Fragment tekstu:
+ + + + +
Kibice reprezentacji Polski na medal igrzysk olimpijskich czekają od Montrealu i turnieju w 1976 roku. Przed występem w Paryżu apetyty są olbrzymie, bowiem ostatnie dwa sezony dla podopiecznych Nikoli Grbicia były niezwykle udane. Wcześniej nasz zespół czeka jednak występ w Lidze Narodów. Wyniki będą o tyle ważne, że wpłyną na skład grup turnieju olimpijskiego.
- Jeśli chodzi o ten sezon, na pewno będą dwa etapy przygotowań. Ten przed Ligą Narodów będzie mocniejszy, natomiast po Lidze Narodów, a przed igrzyskami, popracujemy nad tym, by pojechać do Paryża w jak najlepszej formie - powiedział Łukasz Kaczmarek w "Magazynie olimpijskim".
- Dla naszej reprezentacji kalendarz jest bardzo dogodny, w kadrze mamy wielu świetnych zawodników, a Nikola na pewno wszystko bardzo mądrze poukłada. Tak, by najwyższa forma przyszła na igrzyska - dodał.
ZOBACZ WIDEO: 88-latek zadziwia. Ujawnił tajemnicę dot. swojego zdrowia
Zdaniem doświadczonego atakującego selekcjoner reprezentacji Polski ma spory komfort, jeśli chodzi o przygotowania do najważniejszej imprezy sezonu. Nasi zawodnicy nie muszą bowiem w trakcie Ligi Narodów odbywać długich podróży, które zakłócałyby przygotowania i dodatkowo męczyły zawodników.
- Myślę, że w tym sezonie przygotowania do igrzysk będą dużo wygodniejsze. Mamy tylko jedną dłuższą podróż, do Japonii, poza tym dwie krótkie - do Turcji i do Słowenii. Finały zagramy w Polsce, Memoriał Wagnera również, więc będzie dużo czasu, żeby spokojnie popracować. Nie będziemy myśleć o tym, że ciągle jesteśmy w podróży - przyznał atakujący Grupy Azoty ZAKSY Kędzierzyn-Koźle i reprezentacji Polski.
Turnieje fazy zasadniczej VNL Biało-Czerwoni rozegrają w tureckiej Antalyi, japońskiej Fukuoce i w słoweńskiej Lublanie. Finały zaplanowano w dniach 27-30 czerwca w Łodzi.
+ + + + +
Pozycje zbioru:
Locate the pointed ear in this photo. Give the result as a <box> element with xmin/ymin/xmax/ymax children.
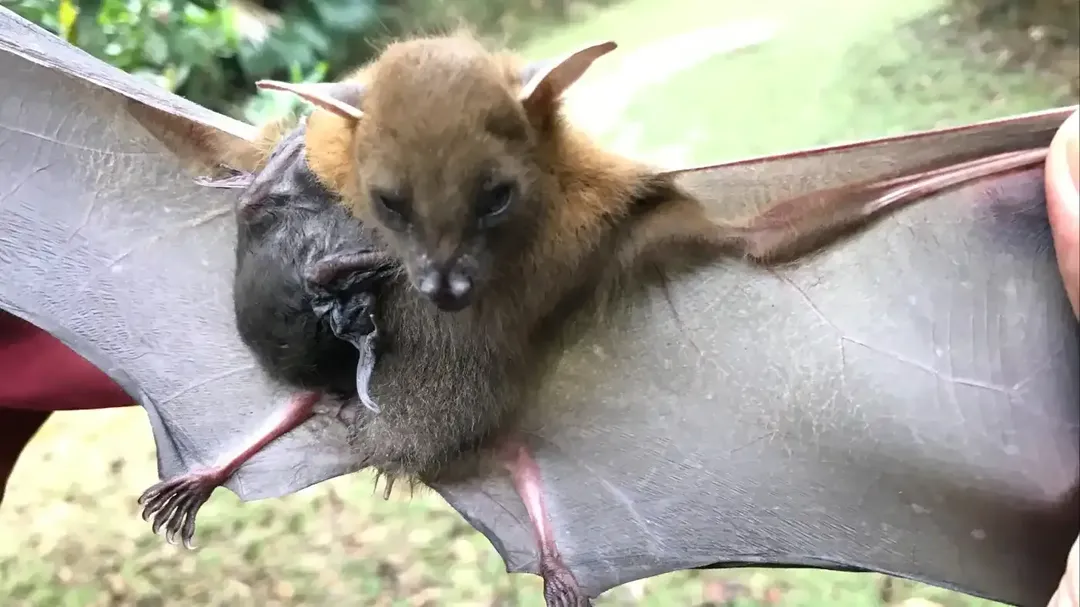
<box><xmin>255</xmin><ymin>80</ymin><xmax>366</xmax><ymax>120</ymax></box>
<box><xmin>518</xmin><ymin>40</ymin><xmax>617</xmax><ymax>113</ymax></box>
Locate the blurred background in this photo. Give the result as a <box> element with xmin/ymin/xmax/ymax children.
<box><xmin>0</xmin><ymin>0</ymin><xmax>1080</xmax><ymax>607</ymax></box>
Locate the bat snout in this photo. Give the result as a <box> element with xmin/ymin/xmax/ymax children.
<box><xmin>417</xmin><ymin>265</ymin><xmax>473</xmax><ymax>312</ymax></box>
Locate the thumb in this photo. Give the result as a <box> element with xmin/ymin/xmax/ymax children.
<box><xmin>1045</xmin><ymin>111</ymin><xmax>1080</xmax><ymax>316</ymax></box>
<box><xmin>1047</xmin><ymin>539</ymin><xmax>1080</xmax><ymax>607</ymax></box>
+ + + + +
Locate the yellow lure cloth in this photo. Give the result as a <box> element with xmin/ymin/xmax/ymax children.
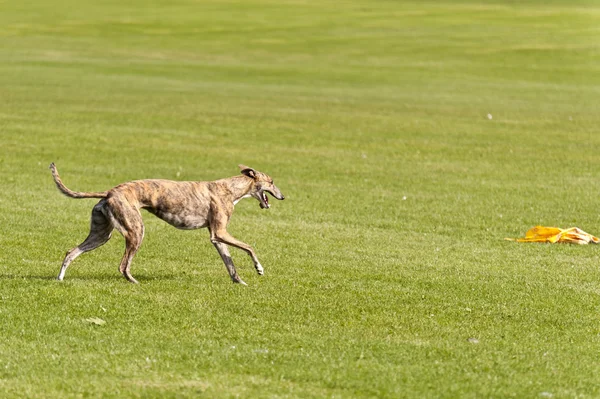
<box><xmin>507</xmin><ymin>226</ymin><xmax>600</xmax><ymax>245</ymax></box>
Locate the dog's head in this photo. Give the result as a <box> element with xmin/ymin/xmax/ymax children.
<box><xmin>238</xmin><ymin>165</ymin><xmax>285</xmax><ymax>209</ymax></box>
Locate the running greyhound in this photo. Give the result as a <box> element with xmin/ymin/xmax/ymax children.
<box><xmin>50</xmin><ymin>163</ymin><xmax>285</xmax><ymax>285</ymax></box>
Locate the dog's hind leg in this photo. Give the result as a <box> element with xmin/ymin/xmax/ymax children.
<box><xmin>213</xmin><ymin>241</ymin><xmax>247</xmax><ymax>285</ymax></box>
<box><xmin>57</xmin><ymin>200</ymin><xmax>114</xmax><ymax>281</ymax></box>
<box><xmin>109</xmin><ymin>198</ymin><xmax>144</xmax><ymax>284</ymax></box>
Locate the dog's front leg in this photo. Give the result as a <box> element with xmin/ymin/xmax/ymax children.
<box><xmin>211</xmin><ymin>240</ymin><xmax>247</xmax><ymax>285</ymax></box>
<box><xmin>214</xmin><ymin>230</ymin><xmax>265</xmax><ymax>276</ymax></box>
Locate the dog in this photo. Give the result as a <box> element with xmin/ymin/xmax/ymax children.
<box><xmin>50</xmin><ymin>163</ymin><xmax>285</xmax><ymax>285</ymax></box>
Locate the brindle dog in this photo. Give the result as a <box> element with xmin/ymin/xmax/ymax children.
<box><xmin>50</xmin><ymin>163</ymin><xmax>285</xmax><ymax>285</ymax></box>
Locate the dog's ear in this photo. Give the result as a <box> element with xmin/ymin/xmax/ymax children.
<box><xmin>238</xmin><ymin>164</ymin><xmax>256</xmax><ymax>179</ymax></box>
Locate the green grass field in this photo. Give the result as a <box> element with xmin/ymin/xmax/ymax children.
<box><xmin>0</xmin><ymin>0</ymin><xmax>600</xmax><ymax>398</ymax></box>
+ + + + +
Polecenia:
A) Odpowiedz na podstawie tekstu o przygotowaniach reprezentacji Polski do igrzysk w Paryżu:
(i) Od którego turnieju kibice czekają na medal olimpijski reprezentacji?
(ii) W jakim programie wypowiadał się Łukasz Kaczmarek?
(iii) Gdzie i w jakich dniach zaplanowano finały Ligi Narodów?
B) Wymień wszystkie miasta, w których według tekstu o przygotowaniach reprezentacji Polski do igrzysk Biało-Czerwoni rozegrają turnieje Ligi Narodów, łącznie z finałami.
C) Kontynuuj tekst o przygotowaniach reprezentacji Polski do igrzysk w Paryżu od miejsca, w którym się kończy.

Odpowiedzi:
A)
(i) Od turnieju w Montrealu w 1976 roku.
(ii) W „Magazynie olimpijskim”.
(iii) W Łodzi, w dniach 27–30 czerwca.

B) Antalya, Fukuoka, Lublana, Łódź

C)
Rozgrywki grupowe turnieju igrzysk olimpijskich mężczyzn rozpoczną się 27 lipca, a kobiet 28 lipca. Pierwszy etap rywalizacji zakończy się 3 sierpnia u panów i 4 sierpnia u pań. Zmagania toczyć się będą naprzemiennie, co oznacza, że każdy z zespołów po rozegraniu meczu grupowego będzie miał jeden dzień przerwy.
Stawka meczów będzie ogromna już od pierwszego starcia. Wyniki uzyskane w trakcie pierwszej rundy rywalizacji zdecydują bowiem o tym, jak dla danych reprezentacji będzie wyglądała ewentualna dalsza droga do medalu. Po fazie grupowej zostanie stworzona klasyfikacja łączna, która wyłoni pary ćwierćfinałowe.
Zarówno w żeńskich, jak i męskich zmaganiach, udział weźmie 12 reprezentacji, podzielonych na trzy czterozespołowe grupy. To zmiana w porównaniu z rywalizacją w Tokio, gdzie drużyny trafiały do dwóch sześciozespołowych grup, a awansem premiowane były po cztery ekipy. Tym razem prawo gry w kolejnej rundzie otrzymają po dwie najlepsze drużyny oraz dwie kolejne z trzecich miejsc, legitymujące się najlepszym dorobkiem.
Najlepsza ósemka męskich reprezentacji do zmagań powróci 5 sierpnia. Panie wznowią grę dzień później. Spotkania półfinałowe odbędą się 7 i 8 sierpnia (mężczyźni i kobiety).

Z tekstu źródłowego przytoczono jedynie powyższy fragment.